- TASK DESCRIPTION: Extract every line of the listing below that contains the string "shrub", matching case exactly.

- PROVIDED DATA:
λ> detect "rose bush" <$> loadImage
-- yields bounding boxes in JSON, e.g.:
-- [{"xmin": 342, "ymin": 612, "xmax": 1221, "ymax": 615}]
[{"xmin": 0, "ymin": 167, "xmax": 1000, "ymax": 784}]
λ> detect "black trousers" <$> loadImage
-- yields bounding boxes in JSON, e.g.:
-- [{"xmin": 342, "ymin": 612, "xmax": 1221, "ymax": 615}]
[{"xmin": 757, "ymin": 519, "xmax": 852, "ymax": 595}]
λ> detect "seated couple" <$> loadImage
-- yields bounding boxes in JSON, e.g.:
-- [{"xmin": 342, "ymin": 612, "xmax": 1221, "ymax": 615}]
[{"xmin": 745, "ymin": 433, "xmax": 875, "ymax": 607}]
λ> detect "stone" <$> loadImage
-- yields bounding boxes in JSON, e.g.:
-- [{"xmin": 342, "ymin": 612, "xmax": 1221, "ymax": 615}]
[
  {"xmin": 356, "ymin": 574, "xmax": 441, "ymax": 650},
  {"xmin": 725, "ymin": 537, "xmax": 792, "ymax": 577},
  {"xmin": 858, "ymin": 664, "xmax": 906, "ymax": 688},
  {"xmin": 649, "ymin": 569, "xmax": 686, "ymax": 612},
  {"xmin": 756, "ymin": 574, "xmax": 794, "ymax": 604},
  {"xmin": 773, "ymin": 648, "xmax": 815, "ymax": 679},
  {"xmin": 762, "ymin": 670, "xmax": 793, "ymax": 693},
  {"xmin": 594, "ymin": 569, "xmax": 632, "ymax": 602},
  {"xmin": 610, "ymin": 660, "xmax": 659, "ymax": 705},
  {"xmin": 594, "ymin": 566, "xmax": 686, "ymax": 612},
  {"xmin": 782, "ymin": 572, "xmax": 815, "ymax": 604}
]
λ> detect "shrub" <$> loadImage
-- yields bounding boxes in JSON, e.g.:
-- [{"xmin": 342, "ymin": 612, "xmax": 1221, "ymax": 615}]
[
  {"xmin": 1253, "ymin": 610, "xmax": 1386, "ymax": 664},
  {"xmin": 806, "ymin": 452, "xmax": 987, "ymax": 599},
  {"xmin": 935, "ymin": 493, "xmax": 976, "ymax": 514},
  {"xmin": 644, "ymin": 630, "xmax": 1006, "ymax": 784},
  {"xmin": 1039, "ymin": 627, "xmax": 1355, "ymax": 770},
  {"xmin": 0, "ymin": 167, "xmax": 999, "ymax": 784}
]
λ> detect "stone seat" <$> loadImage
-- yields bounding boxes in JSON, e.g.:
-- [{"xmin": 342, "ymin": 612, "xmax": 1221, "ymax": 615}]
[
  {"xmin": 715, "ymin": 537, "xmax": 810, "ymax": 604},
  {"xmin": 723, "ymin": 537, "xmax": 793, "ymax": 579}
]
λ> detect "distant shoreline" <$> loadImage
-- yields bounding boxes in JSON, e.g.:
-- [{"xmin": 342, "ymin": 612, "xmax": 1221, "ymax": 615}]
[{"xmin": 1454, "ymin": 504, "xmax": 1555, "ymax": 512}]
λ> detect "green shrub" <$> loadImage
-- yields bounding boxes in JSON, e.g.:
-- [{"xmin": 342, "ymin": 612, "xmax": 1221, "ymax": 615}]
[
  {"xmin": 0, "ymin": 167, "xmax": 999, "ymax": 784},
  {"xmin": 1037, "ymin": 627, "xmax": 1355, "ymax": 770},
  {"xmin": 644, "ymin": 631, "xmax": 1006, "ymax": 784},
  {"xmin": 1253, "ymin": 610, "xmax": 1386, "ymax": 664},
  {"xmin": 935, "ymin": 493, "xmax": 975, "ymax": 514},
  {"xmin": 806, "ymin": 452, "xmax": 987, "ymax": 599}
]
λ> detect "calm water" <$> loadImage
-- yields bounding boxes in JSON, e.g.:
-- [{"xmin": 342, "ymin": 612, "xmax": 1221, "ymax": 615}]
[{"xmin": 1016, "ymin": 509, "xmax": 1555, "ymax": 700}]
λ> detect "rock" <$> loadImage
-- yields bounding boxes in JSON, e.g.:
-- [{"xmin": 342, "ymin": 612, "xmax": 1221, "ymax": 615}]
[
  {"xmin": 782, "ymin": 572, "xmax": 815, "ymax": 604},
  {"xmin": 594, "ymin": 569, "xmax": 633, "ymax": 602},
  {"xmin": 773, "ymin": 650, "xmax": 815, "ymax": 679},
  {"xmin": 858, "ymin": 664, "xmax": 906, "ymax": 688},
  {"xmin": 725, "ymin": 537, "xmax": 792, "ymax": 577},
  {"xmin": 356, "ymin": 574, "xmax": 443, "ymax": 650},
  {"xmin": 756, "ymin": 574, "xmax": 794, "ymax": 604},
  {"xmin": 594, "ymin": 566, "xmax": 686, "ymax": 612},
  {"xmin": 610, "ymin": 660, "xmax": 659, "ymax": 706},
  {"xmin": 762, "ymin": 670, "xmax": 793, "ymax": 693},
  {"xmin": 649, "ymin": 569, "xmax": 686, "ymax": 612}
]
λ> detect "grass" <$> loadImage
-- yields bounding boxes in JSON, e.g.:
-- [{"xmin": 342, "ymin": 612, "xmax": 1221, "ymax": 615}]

- SOLUTION:
λ> detect "shrub" <$> loadImage
λ> detect "green shrub" <$> loadImage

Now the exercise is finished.